WHAT YOU NEED TO DO.
For the entries below, how many lines include the word "white"? Give the figure and nothing more.

Entries taken from a collection:
━━━━━━━━━━
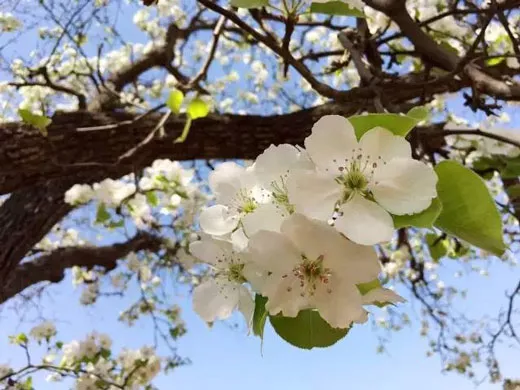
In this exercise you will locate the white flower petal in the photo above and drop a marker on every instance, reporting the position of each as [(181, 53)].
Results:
[(228, 179), (239, 239), (313, 194), (215, 299), (211, 251), (380, 142), (246, 304), (350, 261), (332, 140), (404, 186), (285, 297), (364, 222), (218, 220), (382, 295), (265, 217), (273, 252), (277, 161), (340, 304)]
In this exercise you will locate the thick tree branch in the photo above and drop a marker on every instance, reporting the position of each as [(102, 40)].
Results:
[(51, 267)]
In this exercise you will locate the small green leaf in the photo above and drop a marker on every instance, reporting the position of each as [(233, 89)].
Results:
[(437, 245), (469, 211), (174, 101), (495, 61), (513, 191), (19, 339), (27, 385), (365, 288), (185, 131), (39, 121), (397, 124), (336, 8), (249, 3), (259, 316), (307, 330), (197, 109), (425, 219), (420, 113), (102, 215)]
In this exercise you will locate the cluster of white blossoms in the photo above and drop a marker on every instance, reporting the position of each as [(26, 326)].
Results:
[(297, 225), (91, 361), (43, 331)]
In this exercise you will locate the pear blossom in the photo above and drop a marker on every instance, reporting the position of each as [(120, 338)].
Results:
[(216, 298), (79, 194), (310, 266), (237, 194), (43, 331), (360, 183), (272, 169)]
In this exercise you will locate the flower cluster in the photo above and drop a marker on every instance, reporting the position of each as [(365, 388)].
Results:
[(298, 224), (43, 331)]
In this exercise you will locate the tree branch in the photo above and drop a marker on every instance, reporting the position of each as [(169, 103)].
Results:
[(51, 267)]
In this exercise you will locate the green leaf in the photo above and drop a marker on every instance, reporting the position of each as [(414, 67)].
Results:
[(27, 385), (420, 113), (336, 8), (185, 131), (512, 168), (39, 121), (259, 316), (424, 219), (513, 191), (307, 330), (197, 109), (102, 215), (437, 246), (495, 61), (469, 211), (174, 101), (397, 124), (249, 3), (365, 288)]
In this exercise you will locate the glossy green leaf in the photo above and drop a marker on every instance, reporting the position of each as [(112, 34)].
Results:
[(259, 316), (102, 215), (307, 330), (336, 8), (197, 108), (365, 288), (425, 219), (495, 61), (469, 211), (249, 3), (174, 101), (397, 124), (39, 121), (437, 246)]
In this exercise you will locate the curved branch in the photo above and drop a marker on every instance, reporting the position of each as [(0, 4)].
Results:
[(51, 267)]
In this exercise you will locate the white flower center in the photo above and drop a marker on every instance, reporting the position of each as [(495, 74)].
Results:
[(356, 173), (311, 274), (280, 193), (233, 272)]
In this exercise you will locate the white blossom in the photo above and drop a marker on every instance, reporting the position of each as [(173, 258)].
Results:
[(362, 181)]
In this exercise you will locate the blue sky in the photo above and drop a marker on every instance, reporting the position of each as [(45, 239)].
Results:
[(225, 357)]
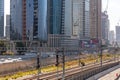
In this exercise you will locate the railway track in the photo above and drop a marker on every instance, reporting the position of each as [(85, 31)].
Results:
[(69, 72)]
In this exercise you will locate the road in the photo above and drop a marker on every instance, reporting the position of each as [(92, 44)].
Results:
[(111, 76), (70, 72)]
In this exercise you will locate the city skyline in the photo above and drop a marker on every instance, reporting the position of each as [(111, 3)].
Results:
[(113, 11)]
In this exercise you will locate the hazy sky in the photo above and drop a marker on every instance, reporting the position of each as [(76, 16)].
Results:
[(113, 11)]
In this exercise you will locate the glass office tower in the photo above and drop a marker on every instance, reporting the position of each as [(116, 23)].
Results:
[(40, 20), (57, 16), (1, 18)]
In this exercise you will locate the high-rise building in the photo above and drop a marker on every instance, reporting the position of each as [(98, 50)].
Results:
[(29, 19), (68, 17), (16, 19), (95, 19), (118, 34), (86, 18), (57, 13), (8, 27), (104, 26), (77, 20), (40, 20), (1, 18), (111, 37)]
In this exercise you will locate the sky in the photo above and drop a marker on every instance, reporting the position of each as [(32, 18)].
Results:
[(113, 11)]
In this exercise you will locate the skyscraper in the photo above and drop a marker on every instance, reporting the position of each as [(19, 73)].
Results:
[(86, 18), (56, 16), (77, 20), (16, 20), (1, 18), (29, 19), (111, 37), (95, 19), (118, 34), (104, 26), (8, 27)]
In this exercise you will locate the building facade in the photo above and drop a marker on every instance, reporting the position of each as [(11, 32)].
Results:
[(105, 26), (77, 14), (29, 19), (118, 34), (86, 18), (111, 37), (1, 18), (16, 29), (95, 19), (8, 27), (57, 14)]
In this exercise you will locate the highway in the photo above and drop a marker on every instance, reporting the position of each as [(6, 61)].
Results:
[(69, 72)]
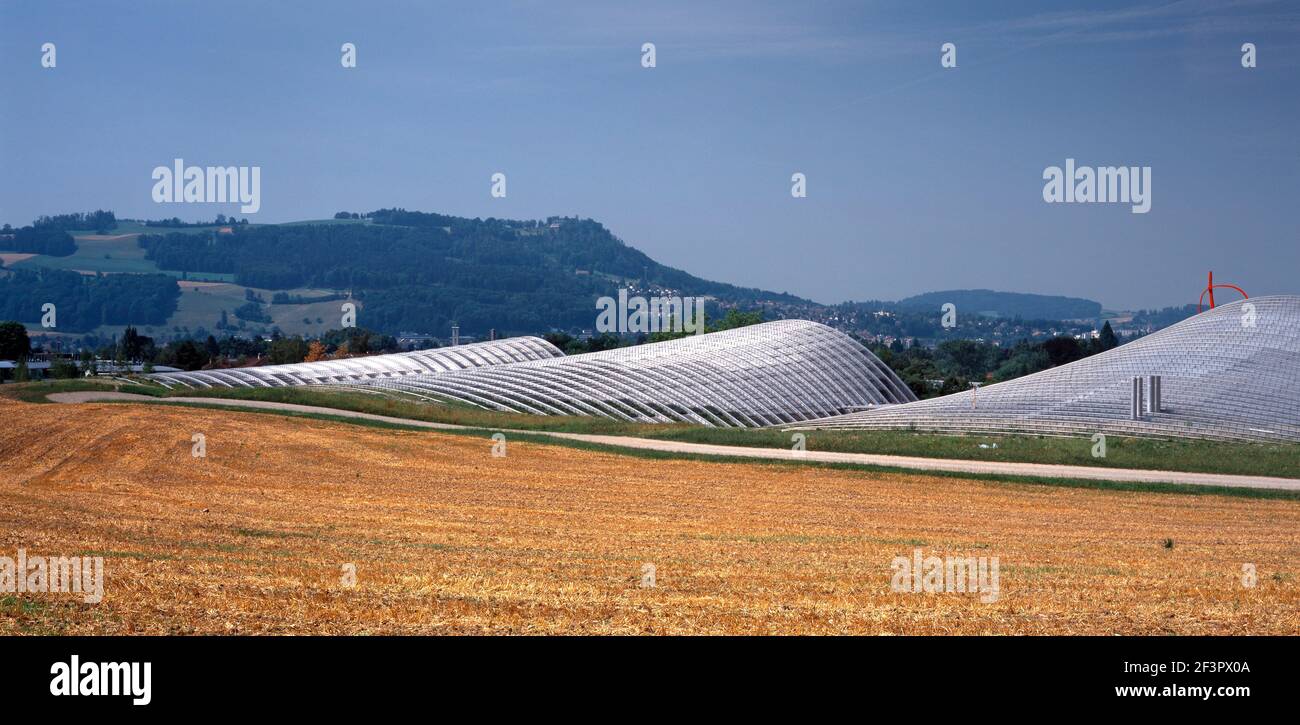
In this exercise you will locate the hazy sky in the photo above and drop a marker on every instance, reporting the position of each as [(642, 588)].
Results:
[(918, 177)]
━━━━━━━━━━
SOLVED EXERCISE.
4